(What is expected):
Transcribe all of the records precisely as they are presented.
** Start Records shown **
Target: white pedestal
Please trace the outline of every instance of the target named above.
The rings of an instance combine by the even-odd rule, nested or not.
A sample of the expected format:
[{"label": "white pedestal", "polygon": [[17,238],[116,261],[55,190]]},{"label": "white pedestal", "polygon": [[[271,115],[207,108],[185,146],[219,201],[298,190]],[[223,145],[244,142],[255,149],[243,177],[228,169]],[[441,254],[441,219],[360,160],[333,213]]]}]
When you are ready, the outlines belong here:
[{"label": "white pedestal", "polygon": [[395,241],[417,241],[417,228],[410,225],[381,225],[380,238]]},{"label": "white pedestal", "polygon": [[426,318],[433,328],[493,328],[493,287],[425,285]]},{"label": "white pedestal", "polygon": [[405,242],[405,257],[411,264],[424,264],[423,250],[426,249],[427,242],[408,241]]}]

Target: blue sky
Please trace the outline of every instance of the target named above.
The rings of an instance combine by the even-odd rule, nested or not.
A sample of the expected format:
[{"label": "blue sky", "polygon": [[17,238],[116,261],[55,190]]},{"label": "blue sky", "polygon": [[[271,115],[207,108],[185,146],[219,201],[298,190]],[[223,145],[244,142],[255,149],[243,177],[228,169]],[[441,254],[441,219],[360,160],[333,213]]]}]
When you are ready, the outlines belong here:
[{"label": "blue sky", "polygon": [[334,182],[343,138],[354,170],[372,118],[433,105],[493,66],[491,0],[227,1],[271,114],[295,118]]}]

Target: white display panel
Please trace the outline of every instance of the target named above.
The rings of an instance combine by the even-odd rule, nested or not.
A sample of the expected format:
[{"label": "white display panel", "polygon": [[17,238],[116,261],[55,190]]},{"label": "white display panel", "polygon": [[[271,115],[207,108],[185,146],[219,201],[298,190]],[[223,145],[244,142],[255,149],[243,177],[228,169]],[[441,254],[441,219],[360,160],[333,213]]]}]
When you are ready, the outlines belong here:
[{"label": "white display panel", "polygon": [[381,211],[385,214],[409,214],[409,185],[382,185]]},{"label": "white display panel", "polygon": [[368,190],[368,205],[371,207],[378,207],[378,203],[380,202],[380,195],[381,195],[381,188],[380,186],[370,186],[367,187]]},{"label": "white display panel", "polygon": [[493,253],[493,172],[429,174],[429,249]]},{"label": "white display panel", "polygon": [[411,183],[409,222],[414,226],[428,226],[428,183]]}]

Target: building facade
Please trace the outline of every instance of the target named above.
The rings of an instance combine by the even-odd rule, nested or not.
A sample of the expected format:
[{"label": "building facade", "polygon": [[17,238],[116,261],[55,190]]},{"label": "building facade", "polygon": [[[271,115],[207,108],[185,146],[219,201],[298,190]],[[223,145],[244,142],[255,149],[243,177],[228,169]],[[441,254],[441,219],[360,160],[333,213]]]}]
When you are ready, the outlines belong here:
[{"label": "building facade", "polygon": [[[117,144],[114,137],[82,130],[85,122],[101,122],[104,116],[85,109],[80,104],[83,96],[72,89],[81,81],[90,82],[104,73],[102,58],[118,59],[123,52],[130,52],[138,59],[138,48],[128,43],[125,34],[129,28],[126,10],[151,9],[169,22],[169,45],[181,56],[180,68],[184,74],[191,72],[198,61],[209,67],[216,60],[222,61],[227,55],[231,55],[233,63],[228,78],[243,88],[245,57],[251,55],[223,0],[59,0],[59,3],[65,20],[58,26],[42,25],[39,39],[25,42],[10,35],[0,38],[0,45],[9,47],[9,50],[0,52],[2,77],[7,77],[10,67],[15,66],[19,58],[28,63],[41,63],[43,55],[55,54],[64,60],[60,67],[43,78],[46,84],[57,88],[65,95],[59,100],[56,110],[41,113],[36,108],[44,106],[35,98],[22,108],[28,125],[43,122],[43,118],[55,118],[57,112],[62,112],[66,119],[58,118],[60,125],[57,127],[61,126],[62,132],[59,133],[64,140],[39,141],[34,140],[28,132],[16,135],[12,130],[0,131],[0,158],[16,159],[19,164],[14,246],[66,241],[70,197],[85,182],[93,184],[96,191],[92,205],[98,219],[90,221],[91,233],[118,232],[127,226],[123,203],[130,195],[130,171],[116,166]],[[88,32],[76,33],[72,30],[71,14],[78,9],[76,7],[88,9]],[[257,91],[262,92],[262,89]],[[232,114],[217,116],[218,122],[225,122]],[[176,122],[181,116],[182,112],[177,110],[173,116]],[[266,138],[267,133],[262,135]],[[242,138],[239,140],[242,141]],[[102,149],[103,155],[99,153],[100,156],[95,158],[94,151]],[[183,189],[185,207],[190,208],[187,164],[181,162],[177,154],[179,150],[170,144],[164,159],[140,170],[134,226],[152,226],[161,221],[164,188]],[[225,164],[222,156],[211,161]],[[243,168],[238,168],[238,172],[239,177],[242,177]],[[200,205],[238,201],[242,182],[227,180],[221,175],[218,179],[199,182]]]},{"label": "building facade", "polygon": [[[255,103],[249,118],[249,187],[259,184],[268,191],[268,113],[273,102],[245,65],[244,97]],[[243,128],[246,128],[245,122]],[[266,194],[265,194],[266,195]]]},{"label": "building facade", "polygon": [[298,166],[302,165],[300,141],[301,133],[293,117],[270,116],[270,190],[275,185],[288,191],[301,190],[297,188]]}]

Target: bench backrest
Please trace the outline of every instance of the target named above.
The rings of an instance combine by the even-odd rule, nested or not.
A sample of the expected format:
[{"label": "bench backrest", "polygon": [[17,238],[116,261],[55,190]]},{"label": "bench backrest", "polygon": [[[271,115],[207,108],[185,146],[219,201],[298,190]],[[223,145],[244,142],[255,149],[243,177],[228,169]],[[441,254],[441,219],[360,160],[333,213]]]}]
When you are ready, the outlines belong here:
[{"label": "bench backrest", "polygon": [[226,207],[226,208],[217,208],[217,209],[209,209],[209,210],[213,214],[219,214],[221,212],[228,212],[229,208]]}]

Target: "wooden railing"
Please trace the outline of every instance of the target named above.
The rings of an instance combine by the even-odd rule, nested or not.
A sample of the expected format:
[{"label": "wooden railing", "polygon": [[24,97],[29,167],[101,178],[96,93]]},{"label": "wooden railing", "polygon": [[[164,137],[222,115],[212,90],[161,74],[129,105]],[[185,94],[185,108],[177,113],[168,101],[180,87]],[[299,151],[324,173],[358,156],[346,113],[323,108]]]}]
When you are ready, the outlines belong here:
** End Records shown **
(Result below):
Target: white pedestal
Please trace the outline of every instance of the target named above.
The rings of an instance combine by the even-odd rule, nested or not.
A sample of the expected format:
[{"label": "white pedestal", "polygon": [[17,238],[116,261],[55,190]]},{"label": "white pedestal", "polygon": [[[271,115],[207,108],[185,146],[219,201],[298,190]],[[223,145],[244,142],[255,149],[243,177],[228,169]],[[441,254],[441,219],[360,160],[333,213]]]}]
When you are ready, the outlines belong here:
[{"label": "white pedestal", "polygon": [[395,241],[417,241],[417,228],[410,225],[381,225],[380,238]]},{"label": "white pedestal", "polygon": [[426,318],[433,328],[493,328],[493,287],[425,285]]},{"label": "white pedestal", "polygon": [[405,242],[405,257],[411,264],[424,264],[423,250],[426,249],[427,242],[408,241]]}]

Target: blue sky
Please trace the outline of every instance of the target named above.
The rings of an instance combine by the even-odd rule, nested or not.
A sample of the expected format:
[{"label": "blue sky", "polygon": [[17,238],[116,261],[55,190]]},{"label": "blue sky", "polygon": [[[271,115],[207,108],[185,146],[219,201],[298,190]],[[223,145],[244,142],[255,149],[243,177],[228,169]],[[441,254],[441,219],[360,160],[333,213]]]}]
When you are ready, the outlines belong here:
[{"label": "blue sky", "polygon": [[334,182],[343,138],[354,170],[372,118],[433,105],[493,66],[491,0],[227,1],[271,114],[295,118]]}]

Target: white display panel
Please trace the outline of every instance of the target named above.
The rings of an instance combine by the even-odd rule, nested or not.
A sample of the expected format:
[{"label": "white display panel", "polygon": [[17,238],[116,261],[55,190]]},{"label": "white display panel", "polygon": [[[271,115],[207,108],[185,146],[219,201],[298,190]],[[223,145],[244,142],[255,149],[243,177],[228,169]],[[441,254],[441,219],[360,160],[333,213]]]}]
When you are ready, the outlines belong here:
[{"label": "white display panel", "polygon": [[381,211],[385,214],[409,214],[409,185],[382,185]]},{"label": "white display panel", "polygon": [[368,190],[368,205],[371,207],[378,207],[378,203],[380,202],[380,195],[381,195],[381,188],[380,186],[370,186],[367,187]]},{"label": "white display panel", "polygon": [[493,253],[493,172],[429,174],[429,249]]},{"label": "white display panel", "polygon": [[411,183],[409,222],[414,226],[428,226],[428,183]]}]

Target: building facade
Please trace the outline of every instance of the target named above.
The rings of an instance combine by the even-odd rule, nested or not.
A sample of the expected format:
[{"label": "building facade", "polygon": [[17,238],[116,261],[55,190]]},{"label": "building facade", "polygon": [[[271,115],[207,108],[185,146],[219,201],[298,190]],[[223,145],[244,142],[255,149],[243,177],[228,169]],[[441,254],[441,219],[360,160],[333,213]]]}]
When you are ready, the outlines belong here:
[{"label": "building facade", "polygon": [[[117,144],[114,137],[82,130],[85,122],[101,122],[104,116],[85,109],[80,104],[83,96],[72,89],[81,81],[90,82],[104,73],[102,58],[118,59],[123,52],[130,52],[138,59],[138,48],[128,43],[125,34],[129,28],[126,10],[151,9],[169,22],[169,45],[181,56],[180,68],[184,74],[191,72],[198,61],[209,67],[216,60],[222,61],[227,55],[231,55],[233,63],[228,78],[243,88],[245,57],[251,55],[223,0],[59,0],[59,3],[65,20],[58,26],[42,25],[39,39],[25,42],[10,35],[0,38],[0,45],[9,47],[9,50],[0,52],[2,77],[7,77],[10,67],[15,66],[19,58],[28,63],[41,63],[43,55],[55,54],[64,60],[60,67],[43,78],[46,84],[57,88],[65,95],[59,100],[56,110],[41,113],[36,108],[44,106],[35,98],[22,108],[28,125],[43,122],[43,118],[55,118],[57,112],[62,112],[66,119],[58,118],[60,125],[57,127],[61,126],[62,132],[59,133],[64,140],[39,141],[34,140],[28,132],[16,135],[12,130],[0,131],[0,158],[16,159],[19,164],[14,246],[66,241],[70,197],[85,182],[93,184],[96,191],[92,205],[98,219],[90,221],[91,233],[118,232],[127,226],[123,203],[130,195],[130,171],[116,166]],[[88,32],[76,33],[72,30],[71,14],[78,9],[76,7],[88,9]],[[257,91],[262,92],[262,89]],[[232,114],[217,116],[218,122],[225,122]],[[176,122],[181,116],[182,112],[177,110],[173,116]],[[266,138],[267,133],[262,135]],[[242,138],[239,140],[242,141]],[[102,149],[103,155],[99,153],[100,156],[95,158],[94,151]],[[183,189],[185,207],[190,208],[187,164],[181,162],[177,154],[179,150],[170,144],[164,159],[140,170],[134,226],[152,226],[161,221],[164,188]],[[225,164],[222,156],[211,161]],[[243,168],[238,168],[238,172],[239,177],[242,177]],[[200,205],[238,201],[242,182],[227,180],[221,175],[218,179],[199,182]]]},{"label": "building facade", "polygon": [[[255,103],[249,118],[249,187],[259,184],[268,191],[268,113],[273,102],[245,65],[244,97]],[[243,128],[246,128],[245,122]],[[266,194],[265,194],[266,195]]]},{"label": "building facade", "polygon": [[298,166],[302,165],[300,141],[301,133],[293,117],[270,116],[270,190],[275,185],[288,191],[301,190],[297,188]]}]

Target: bench backrest
Please trace the outline of every instance of the target named above.
The rings of an instance combine by the even-odd rule, nested or not.
A sample of the expected format:
[{"label": "bench backrest", "polygon": [[17,238],[116,261],[55,190]]},{"label": "bench backrest", "polygon": [[[271,115],[207,108],[185,146],[219,201],[298,190]],[[223,145],[244,142],[255,149],[243,177],[228,169]],[[441,254],[441,219],[360,160],[333,213]]]}]
When you are ready, the outlines belong here:
[{"label": "bench backrest", "polygon": [[226,207],[226,208],[217,208],[217,209],[209,209],[209,210],[213,214],[219,214],[221,212],[228,212],[229,208]]}]

Target: "wooden railing"
Please trace the outline of every instance of the target named above.
The rings of an instance combine by the even-odd rule, nested or not.
A sample of the expected format:
[{"label": "wooden railing", "polygon": [[24,97],[29,167],[101,178],[96,93]]},{"label": "wooden railing", "polygon": [[[164,137],[222,115],[212,90],[161,74],[129,105]],[[185,94],[185,108],[177,113],[168,101],[180,87]],[[299,151],[324,173],[358,156],[346,113],[323,108]]]}]
When you are ready, the outlines belong here:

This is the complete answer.